#### THE PROBLEM:
Print all of the data exactly as written.

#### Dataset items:
────────────────────────────────────────
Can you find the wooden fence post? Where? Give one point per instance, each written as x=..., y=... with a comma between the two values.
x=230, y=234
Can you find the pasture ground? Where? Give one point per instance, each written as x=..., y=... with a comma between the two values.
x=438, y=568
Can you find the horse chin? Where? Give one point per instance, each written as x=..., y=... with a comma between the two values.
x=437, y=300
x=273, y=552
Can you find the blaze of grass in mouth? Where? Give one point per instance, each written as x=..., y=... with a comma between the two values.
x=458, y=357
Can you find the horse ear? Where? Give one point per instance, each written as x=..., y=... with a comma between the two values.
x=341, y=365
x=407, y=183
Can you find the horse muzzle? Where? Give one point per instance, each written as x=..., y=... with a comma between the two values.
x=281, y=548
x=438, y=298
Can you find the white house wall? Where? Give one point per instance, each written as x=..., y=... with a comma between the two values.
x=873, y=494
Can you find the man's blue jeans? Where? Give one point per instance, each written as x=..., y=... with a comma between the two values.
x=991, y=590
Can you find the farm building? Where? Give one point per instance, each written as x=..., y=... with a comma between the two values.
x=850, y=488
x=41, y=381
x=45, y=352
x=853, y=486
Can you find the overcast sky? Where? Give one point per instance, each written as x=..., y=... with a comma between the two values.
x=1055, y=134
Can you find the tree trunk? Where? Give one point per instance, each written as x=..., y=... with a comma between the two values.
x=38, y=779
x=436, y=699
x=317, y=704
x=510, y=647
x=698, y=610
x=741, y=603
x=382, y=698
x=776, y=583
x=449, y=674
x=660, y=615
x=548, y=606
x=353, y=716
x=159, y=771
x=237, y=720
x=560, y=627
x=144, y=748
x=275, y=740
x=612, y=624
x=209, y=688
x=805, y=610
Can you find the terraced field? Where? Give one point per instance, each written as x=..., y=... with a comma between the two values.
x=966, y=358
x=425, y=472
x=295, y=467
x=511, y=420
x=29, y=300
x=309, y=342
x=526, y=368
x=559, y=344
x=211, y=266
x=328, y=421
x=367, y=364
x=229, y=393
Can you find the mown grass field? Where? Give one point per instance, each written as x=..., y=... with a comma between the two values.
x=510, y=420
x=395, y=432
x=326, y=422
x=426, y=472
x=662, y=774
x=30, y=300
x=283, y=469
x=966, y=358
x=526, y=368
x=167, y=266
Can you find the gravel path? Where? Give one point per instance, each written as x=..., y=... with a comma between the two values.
────────────────────────────────────────
#### FINISHED EXERCISE:
Can you find the wooden fence post? Where? Give one point per instance, each written as x=..., y=... with a comma between the two values.
x=230, y=234
Can you find the pasture ground? Where? Give one point per instance, each written as x=..., y=... with a comma between the two values.
x=438, y=568
Can you find the horse chin? Where? Give one point per instance, each written as x=..., y=... with a comma between the two values.
x=437, y=300
x=273, y=552
Can you find the blaze of grass in mouth? Where? Give one point per instance, each written as x=..., y=... with a comma between the two values.
x=458, y=357
Can you find the horse ear? Where? Give one point per instance, each written as x=..., y=... with a comma between the two values.
x=341, y=365
x=407, y=183
Can you find the horse muzzle? Where? Give one point per instance, each written as x=..., y=... with a comma between the two values.
x=281, y=548
x=438, y=298
Can you find the white house wall? Where? Give one point per instance, each written as x=..., y=... with a comma between the two values.
x=873, y=494
Can you find the man's blue jeans? Where? Give one point per instance, each written as x=..., y=... with a comma between the two values.
x=991, y=590
Can you find the farm building? Where? Give one point per instance, each written as x=..., y=... with a comma between the two values.
x=850, y=488
x=41, y=381
x=45, y=352
x=853, y=486
Can you find the overcast sky? Where? Give one point per instance, each written as x=..., y=... with a comma between the two values.
x=1055, y=134
Can you find the tree trunk? Where? Give one point per instance, each written as x=..., y=... with a comma between the two values.
x=38, y=779
x=436, y=699
x=317, y=704
x=510, y=647
x=698, y=610
x=741, y=603
x=382, y=698
x=776, y=583
x=449, y=674
x=660, y=615
x=548, y=606
x=353, y=716
x=159, y=771
x=237, y=720
x=560, y=627
x=144, y=748
x=275, y=740
x=612, y=624
x=209, y=688
x=805, y=610
Can you find the terraced field? Where? Give one point per instance, each written as x=..., y=... with a comma between the two values.
x=966, y=358
x=425, y=472
x=295, y=467
x=511, y=420
x=29, y=300
x=309, y=342
x=526, y=368
x=559, y=344
x=211, y=266
x=328, y=421
x=367, y=364
x=229, y=393
Can you find the mown grass field? Where? Give one point per instance, each written as x=..., y=... with a comma between the two values.
x=510, y=420
x=395, y=432
x=326, y=422
x=426, y=472
x=662, y=774
x=30, y=300
x=283, y=469
x=966, y=358
x=526, y=368
x=167, y=266
Can you find the gravel path? Where? Give one point per instance, each written as x=..., y=... with a comma between the two values.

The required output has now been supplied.